___ Entries shown ___

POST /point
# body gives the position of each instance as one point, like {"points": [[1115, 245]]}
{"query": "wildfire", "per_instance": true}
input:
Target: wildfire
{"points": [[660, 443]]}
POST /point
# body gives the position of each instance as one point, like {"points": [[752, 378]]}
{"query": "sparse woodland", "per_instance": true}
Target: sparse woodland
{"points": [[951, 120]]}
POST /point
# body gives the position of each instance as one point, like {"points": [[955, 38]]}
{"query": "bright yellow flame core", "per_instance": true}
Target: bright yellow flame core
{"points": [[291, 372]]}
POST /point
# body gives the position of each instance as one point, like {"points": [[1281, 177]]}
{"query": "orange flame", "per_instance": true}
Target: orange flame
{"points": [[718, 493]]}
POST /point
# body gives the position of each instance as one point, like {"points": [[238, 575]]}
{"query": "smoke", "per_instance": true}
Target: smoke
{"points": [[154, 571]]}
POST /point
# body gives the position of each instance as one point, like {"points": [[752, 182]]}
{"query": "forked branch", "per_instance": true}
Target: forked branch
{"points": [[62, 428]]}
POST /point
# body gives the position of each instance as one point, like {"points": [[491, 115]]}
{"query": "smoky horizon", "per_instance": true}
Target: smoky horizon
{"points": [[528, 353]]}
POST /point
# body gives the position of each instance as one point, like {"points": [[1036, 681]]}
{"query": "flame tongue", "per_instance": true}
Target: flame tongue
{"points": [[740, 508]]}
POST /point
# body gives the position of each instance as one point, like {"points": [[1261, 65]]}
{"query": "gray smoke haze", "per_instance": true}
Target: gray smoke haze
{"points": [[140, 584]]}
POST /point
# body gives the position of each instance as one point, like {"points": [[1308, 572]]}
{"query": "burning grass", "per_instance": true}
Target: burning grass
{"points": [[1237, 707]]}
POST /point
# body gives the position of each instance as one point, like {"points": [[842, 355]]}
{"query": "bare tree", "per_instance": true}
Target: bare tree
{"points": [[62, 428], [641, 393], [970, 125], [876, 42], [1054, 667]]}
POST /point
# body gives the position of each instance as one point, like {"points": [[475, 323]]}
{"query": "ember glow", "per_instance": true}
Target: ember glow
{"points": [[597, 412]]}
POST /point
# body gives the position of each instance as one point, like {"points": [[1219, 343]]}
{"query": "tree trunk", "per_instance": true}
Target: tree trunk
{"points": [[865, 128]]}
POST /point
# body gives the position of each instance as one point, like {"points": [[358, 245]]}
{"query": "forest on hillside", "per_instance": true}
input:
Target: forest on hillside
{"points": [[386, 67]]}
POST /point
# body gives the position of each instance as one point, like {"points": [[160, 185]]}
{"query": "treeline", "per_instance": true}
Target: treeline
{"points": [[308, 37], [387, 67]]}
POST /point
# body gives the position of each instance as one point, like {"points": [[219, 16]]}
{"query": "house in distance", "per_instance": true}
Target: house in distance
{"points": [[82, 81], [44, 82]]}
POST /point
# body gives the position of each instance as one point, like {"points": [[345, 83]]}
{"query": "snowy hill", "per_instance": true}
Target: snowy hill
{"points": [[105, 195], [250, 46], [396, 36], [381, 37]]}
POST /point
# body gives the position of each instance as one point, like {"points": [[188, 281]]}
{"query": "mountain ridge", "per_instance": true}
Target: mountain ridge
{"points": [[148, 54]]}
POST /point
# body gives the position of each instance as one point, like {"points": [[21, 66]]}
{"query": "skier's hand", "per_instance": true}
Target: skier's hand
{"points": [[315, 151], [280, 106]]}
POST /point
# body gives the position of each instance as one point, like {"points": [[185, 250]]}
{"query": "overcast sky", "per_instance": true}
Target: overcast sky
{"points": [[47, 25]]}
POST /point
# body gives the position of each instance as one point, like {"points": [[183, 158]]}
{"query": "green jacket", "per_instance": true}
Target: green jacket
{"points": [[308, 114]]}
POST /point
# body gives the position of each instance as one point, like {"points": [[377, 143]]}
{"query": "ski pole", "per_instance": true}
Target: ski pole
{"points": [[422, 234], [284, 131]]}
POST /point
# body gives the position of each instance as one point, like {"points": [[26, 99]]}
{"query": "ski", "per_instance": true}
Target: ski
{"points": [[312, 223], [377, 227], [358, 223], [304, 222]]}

___

What needs to be done → Write out exactly the lines that run from the one containing "Target: house in distance" to the end of the records, both end lines included.

Task response →
Target: house in distance
{"points": [[82, 81], [44, 82]]}
POST /point
# body gives the position of each instance as one point, like {"points": [[345, 83]]}
{"query": "snowy hill", "per_instance": true}
Target: snowy hill
{"points": [[105, 195], [250, 46], [396, 36], [381, 37]]}
POST /point
# body gives the position of each instance as one point, like {"points": [[188, 281]]}
{"query": "mountain ridge", "per_instance": true}
Target: mountain ridge
{"points": [[148, 54]]}
POST /point
# body gives the position of each instance as one point, like {"points": [[21, 66]]}
{"query": "skier's hand", "per_instance": true}
Target: skier's hand
{"points": [[315, 151], [280, 106]]}
POST /point
# body gives the position of each instance as one point, like {"points": [[185, 250]]}
{"query": "overcast sky", "per_instance": true}
Target: overcast sky
{"points": [[47, 25]]}
POST /point
# body gives the position of each instance as one point, like {"points": [[183, 158]]}
{"query": "green jacket", "per_instance": true}
Target: green jacket
{"points": [[308, 114]]}
POST /point
# body gives the position of each instance as one point, like {"points": [[377, 143]]}
{"query": "ski pole", "per_instance": true}
Target: ski pole
{"points": [[422, 234], [284, 131]]}
POST /point
# body gives the position of each instance as one point, like {"points": [[26, 99]]}
{"query": "ski", "per_instance": true}
Target: ski
{"points": [[312, 223], [377, 227], [358, 223], [304, 222]]}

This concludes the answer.